Problem statement →
Write out the data word for word and omit every picture.

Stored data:

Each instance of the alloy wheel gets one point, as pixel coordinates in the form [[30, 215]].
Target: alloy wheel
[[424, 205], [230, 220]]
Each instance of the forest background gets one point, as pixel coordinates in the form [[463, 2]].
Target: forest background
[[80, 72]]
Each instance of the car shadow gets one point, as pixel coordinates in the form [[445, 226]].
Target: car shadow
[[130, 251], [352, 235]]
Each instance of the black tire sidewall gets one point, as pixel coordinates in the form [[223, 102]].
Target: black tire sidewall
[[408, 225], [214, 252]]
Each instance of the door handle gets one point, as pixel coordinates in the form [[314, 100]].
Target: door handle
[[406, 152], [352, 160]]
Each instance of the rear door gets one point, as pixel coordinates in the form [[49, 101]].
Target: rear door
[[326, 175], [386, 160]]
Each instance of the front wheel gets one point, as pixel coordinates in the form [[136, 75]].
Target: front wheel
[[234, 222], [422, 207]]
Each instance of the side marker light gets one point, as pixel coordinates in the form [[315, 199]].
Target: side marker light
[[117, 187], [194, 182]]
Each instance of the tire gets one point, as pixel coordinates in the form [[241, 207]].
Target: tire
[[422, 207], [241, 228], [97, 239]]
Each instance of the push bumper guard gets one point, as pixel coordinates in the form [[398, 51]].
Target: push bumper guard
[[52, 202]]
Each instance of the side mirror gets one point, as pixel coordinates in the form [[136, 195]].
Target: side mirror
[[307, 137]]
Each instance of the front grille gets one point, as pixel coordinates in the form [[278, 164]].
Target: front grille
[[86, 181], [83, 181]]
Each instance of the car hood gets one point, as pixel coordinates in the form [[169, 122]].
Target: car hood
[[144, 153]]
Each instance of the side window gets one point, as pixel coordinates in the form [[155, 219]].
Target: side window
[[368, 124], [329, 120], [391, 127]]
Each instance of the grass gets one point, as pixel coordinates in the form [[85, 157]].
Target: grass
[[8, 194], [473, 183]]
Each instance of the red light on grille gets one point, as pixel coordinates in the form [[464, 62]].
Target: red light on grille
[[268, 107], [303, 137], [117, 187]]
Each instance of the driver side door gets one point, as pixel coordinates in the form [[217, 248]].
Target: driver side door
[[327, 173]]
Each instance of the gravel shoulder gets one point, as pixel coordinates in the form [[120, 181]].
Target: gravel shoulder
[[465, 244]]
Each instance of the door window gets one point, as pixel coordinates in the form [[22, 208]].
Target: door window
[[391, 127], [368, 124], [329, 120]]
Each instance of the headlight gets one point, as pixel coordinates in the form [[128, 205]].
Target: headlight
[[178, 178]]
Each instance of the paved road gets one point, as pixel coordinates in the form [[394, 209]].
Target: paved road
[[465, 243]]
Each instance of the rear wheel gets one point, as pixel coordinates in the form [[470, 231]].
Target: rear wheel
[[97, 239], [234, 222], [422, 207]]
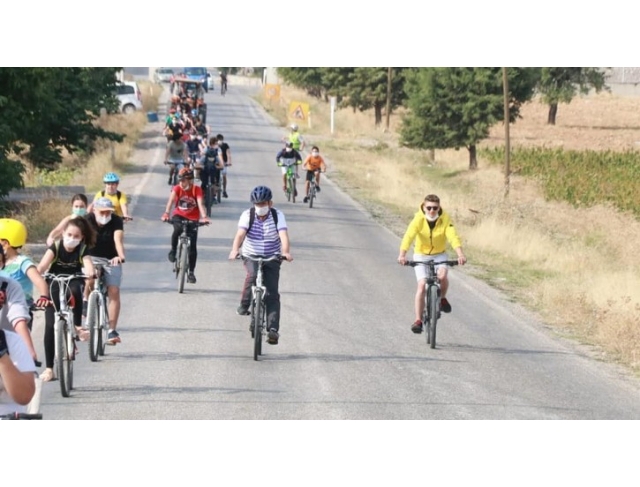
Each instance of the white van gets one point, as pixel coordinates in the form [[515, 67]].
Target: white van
[[129, 95]]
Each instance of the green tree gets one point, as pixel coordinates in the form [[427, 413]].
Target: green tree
[[456, 107], [561, 85], [48, 110]]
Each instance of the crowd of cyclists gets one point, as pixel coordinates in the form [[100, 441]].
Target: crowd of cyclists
[[93, 233]]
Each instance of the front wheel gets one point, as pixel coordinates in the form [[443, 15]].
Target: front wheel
[[182, 270], [63, 357], [433, 314], [257, 324], [93, 323]]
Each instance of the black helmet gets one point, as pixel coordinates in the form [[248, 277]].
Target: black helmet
[[260, 194]]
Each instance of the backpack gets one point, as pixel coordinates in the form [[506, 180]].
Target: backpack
[[57, 245], [252, 217], [118, 194]]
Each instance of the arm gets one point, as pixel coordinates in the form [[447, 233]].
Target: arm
[[237, 242], [284, 238], [19, 385], [167, 211], [45, 262], [38, 282], [56, 232], [118, 237]]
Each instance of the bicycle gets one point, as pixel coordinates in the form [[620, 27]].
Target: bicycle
[[258, 312], [17, 415], [181, 264], [98, 315], [290, 189], [64, 331], [431, 311]]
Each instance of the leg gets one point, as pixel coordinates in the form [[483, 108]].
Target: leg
[[419, 299], [272, 296], [250, 279]]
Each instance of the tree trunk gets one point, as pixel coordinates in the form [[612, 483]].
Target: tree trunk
[[553, 111], [473, 160], [378, 111]]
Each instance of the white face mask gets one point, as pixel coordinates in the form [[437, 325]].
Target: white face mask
[[262, 210], [71, 242], [103, 220]]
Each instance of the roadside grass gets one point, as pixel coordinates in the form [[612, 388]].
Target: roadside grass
[[576, 267], [85, 170]]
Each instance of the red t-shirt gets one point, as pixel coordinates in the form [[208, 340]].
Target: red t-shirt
[[187, 202]]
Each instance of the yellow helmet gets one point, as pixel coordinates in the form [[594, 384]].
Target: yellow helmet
[[13, 232]]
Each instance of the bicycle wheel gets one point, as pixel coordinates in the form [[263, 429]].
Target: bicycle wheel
[[183, 267], [433, 314], [104, 325], [93, 323], [62, 357], [257, 325], [312, 195]]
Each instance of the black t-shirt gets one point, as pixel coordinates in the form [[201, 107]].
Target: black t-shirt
[[66, 262], [224, 147], [105, 244]]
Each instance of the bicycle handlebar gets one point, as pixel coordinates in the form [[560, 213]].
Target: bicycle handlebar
[[21, 416], [413, 263]]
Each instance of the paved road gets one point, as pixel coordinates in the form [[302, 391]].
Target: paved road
[[346, 351]]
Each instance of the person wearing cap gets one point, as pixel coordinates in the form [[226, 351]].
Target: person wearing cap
[[108, 252], [111, 181]]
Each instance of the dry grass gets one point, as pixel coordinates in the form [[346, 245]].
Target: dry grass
[[578, 268], [77, 169]]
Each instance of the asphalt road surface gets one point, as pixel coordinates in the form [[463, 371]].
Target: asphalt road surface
[[346, 350]]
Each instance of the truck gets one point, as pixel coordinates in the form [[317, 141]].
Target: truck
[[201, 75]]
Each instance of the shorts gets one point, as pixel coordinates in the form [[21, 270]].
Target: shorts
[[421, 271], [112, 273]]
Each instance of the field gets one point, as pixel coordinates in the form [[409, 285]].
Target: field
[[577, 267]]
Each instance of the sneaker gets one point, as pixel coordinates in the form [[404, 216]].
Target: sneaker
[[113, 338], [242, 311], [272, 337], [417, 327]]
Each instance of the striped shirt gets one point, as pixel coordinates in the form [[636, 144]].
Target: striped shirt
[[262, 238]]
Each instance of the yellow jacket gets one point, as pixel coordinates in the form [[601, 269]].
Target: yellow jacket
[[430, 241]]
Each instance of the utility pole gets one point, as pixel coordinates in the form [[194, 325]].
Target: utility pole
[[507, 141], [388, 96]]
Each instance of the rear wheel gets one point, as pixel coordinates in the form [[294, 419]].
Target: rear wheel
[[93, 323], [257, 325], [62, 357], [433, 314], [183, 267]]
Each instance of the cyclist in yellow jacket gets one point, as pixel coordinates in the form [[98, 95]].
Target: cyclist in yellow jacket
[[431, 228]]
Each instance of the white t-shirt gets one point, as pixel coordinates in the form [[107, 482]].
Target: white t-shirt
[[21, 358]]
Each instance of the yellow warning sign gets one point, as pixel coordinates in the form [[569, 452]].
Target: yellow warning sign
[[298, 111], [272, 92]]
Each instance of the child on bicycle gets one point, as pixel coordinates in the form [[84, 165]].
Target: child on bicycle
[[187, 199], [286, 157], [67, 256], [314, 163], [431, 228], [262, 230]]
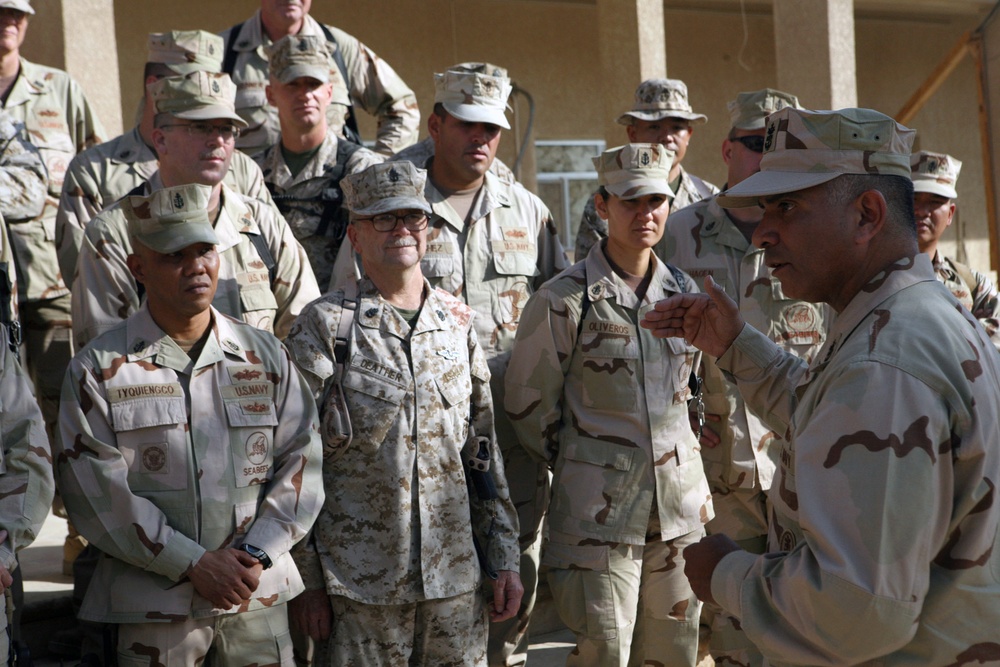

Answer to this exercise →
Each instance of the alloy wheel gets one point, as pixel coordinates in the form [[30, 215]].
Target: alloy wheel
[[424, 205], [230, 220]]
Each instance of the forest background gets one point, as pixel coordinates in the form [[463, 2]].
Target: forest background
[[80, 72]]
Each instance of the car shadow gets one point, as pixel coordinates in the form [[445, 226]].
Target: car shadow
[[130, 251], [352, 235]]
Each instance of the black tire sidewall gets one point, as pixel coordinates in the form [[223, 102]].
Target: black tire sidewall
[[408, 225], [214, 252]]
Each instance of the door handle gets one point, as pixel coordinates in the form [[314, 100]].
Target: door handle
[[406, 152], [352, 160]]
Each instance of the rear door gets one point, as pixel coordinates in the form [[49, 101]].
Target: rear door
[[326, 175], [386, 160]]
Each instance of the front wheel gets one point, as pixel coordinates in the form [[136, 75]].
Target: front wheel
[[234, 222], [422, 207]]
Each instance of the side marker light gets one point, as pixel coordinates in the form [[315, 199]].
Target: side marker light
[[117, 187], [194, 182]]
Each instance of the tire gets one point, as pixel coordinates in the form [[241, 207]].
Target: tire
[[422, 207], [241, 228], [97, 239]]
Each instance of the push bumper guard gets one point, as pixel coordinates in the form [[398, 51]].
Target: push bumper guard
[[52, 202]]
Each instance of the side mirror gets one point, as pixel coordinates in the form [[136, 195]].
Target: side mirror
[[307, 137]]
Each instance of the front grille gets one point, as pixel coordinates in the form [[278, 164]].
Target: front grille
[[86, 181], [83, 181]]
Each instance of the car hood gets one point, as pixel coordinates in the form [[169, 122]].
Target: car hood
[[144, 153]]
Each instance of the side window gets one point, as pixel coordinates in the form [[155, 219]].
Target: side window
[[368, 124], [329, 120], [391, 127]]
Each instance of the grass gets one point, as pixel coordinates in the form [[85, 157]].
Target: grass
[[8, 194], [473, 183]]
Each instance of the red light on grille gets one point, as pixel coordinates in the form [[464, 62]].
Target: red light on grille
[[268, 107], [303, 137], [117, 187]]
Each instance of the driver side door gets one point, as pixel coordinates in the form [[217, 248]].
Target: driver side door
[[327, 173]]
Each instance of the gravel shoulder gets one point, as pixel coordinates in the form [[120, 181]].
Target: gravel shoulder
[[465, 244]]
Each instance of the door window gets one point, as pixel coordinates in the form [[22, 208]].
Target: door window
[[391, 127], [368, 124], [329, 120]]
Each instance of the headlight gets one point, as pixel coordinates in the form [[128, 205]].
Target: headlight
[[178, 178]]
Each instance of the paved road gets one point, as pixel coordinates in the form [[394, 209]].
Target: paved road
[[465, 243]]
Each instance of the rear wheel gets one point, as pixel coordinates in the form [[470, 231]].
Target: rear wheel
[[97, 239], [234, 222], [422, 207]]
Each instance of the white van gets one point, as pixel coordinates in the form [[515, 67]].
Target: white van
[[129, 95]]
Each instance of the green tree gets one point, as pixel coordinates in the form [[427, 413]].
Target: green tree
[[456, 107], [561, 85], [48, 110]]
Each instance of the crowd of cyclists gets one point, as pixel coordinates in the form [[100, 441]].
Target: crowd of cyclists
[[93, 233]]
Each instance of the front wheel gets one point, as pixel coordinates in the form [[443, 15]].
Target: front wheel
[[182, 270], [63, 357], [433, 314], [257, 324], [93, 323]]
Each instance of the black helmet gets one point, as pixel coordinates in the form [[248, 277]].
Target: black helmet
[[260, 194]]
Each instance of the backpack gets one point, as pixel coordinates in the form [[506, 180]].
Target: backpack
[[57, 245], [252, 217], [118, 194]]
Each instance of the arm gets one point, as pixel coordinates in the form [[447, 233]].
Target: arm
[[237, 242], [284, 238], [19, 385], [167, 211], [45, 262], [38, 282], [56, 232], [118, 237]]
Each instance of the bicycle gets one point, as pixel coordinates in the form [[620, 27]].
Target: bicycle
[[258, 312], [17, 415], [181, 264], [98, 315], [290, 189], [64, 331], [431, 311]]
Each instance of the leg gets one point, as pixel coordinates in the form [[483, 108]].
Target: leg
[[419, 299], [272, 296], [250, 279]]
Each instance of the tree trunk gets one point, as pixel coordinates in the form [[612, 483]].
Target: tree trunk
[[553, 111], [473, 160], [378, 111]]
Each instance of the white face mask gets one point, as pixel coordinates in the form [[437, 325]].
Target: white face mask
[[262, 210], [71, 242], [103, 220]]
Each instance of the roadside grass gets one point, as pixel coordinates in the form [[612, 388]].
Target: roadside grass
[[576, 267], [85, 170]]
Each instance of the red t-shirt gets one point, as pixel coordinates in the form [[208, 340]].
Target: red t-shirt
[[187, 202]]
Each instance of the yellow helmet gets one point, as pixel coordinates in the form [[594, 384]].
Target: yellow helmet
[[13, 232]]
Each instance of the bicycle wheel gets one point, as pixel coordinates in the form [[263, 429]].
Target: bicycle wheel
[[183, 267], [433, 314], [104, 325], [93, 323], [62, 357], [257, 325], [312, 195]]
Each instance of the black t-shirt gets one point, as pixel coordinates in the form [[201, 107]].
Target: black t-shirt
[[66, 262], [224, 147], [105, 244]]
Each instance of the bicycle handlebar gets one point, as pixel coordinates in the form [[560, 213]].
Target: bicycle handlebar
[[21, 416], [413, 263]]
Each instance of the paved road gets one point, as pixel coordinates in the form [[302, 391]].
Target: paved road
[[346, 351]]
Each instance of the person wearing cap gets one point, as pixel coordinates in the form [[226, 351]].
Target: person wearing cap
[[108, 252], [111, 181]]
Each instance of the dry grass gets one point, as pixel coordinates in the form [[346, 245]].
Target: dry grass
[[578, 268], [77, 169]]
Each instance of the asphalt road surface gets one point, as pixel coordinates in the form [[463, 371]].
Target: asphalt road surface
[[346, 350]]
Each instance of the truck gets one point, as pixel coordinates in the form [[317, 141]].
Target: truck
[[201, 75]]
Each instance of the shorts gets one point, as pixel coordinates in the form [[21, 270]].
Target: shorts
[[421, 271], [112, 273]]
Each instance of the field gets one point, as pixel coordinates in the form [[409, 285]].
Target: field
[[577, 267]]
Each instance of the sneaker gets one point, as pixel coordinates in the form [[404, 216]].
Target: sneaker
[[113, 338], [242, 311], [272, 337], [417, 327]]
Each instance of the striped shirt gets one point, as pixel coordinates in the form [[636, 144]].
Target: striped shirt
[[262, 238]]
Each instance of the yellow jacket gets one point, as pixel coordinates in the form [[601, 269]].
Target: yellow jacket
[[430, 241]]
Each instance of the utility pole gets one point, as pixel coordinates in the form [[194, 325]].
Target: utility pole
[[507, 141], [388, 96]]
Each instance of the rear wheel gets one point, as pixel coordinates in the form [[294, 419]].
Target: rear wheel
[[93, 323], [257, 325], [62, 357], [433, 314], [183, 267]]
Each instance of the cyclist in yellow jacket gets one point, as pixel coordinates in the form [[98, 95]].
Target: cyclist in yellow jacket
[[431, 228]]
Each instance of the white t-shirt gets one point, as pixel coordinates in the form [[107, 482]].
Target: white t-shirt
[[21, 358]]
Each instance of the yellow warning sign gets one point, as pixel coordinates in the form [[569, 452]].
Target: yellow warning sign
[[298, 111], [272, 92]]
Each instance of the child on bicycle gets one point, as pixel coordinates in the form [[84, 165]].
Target: child on bicycle
[[187, 199], [286, 157], [67, 256], [314, 163], [431, 228], [262, 230]]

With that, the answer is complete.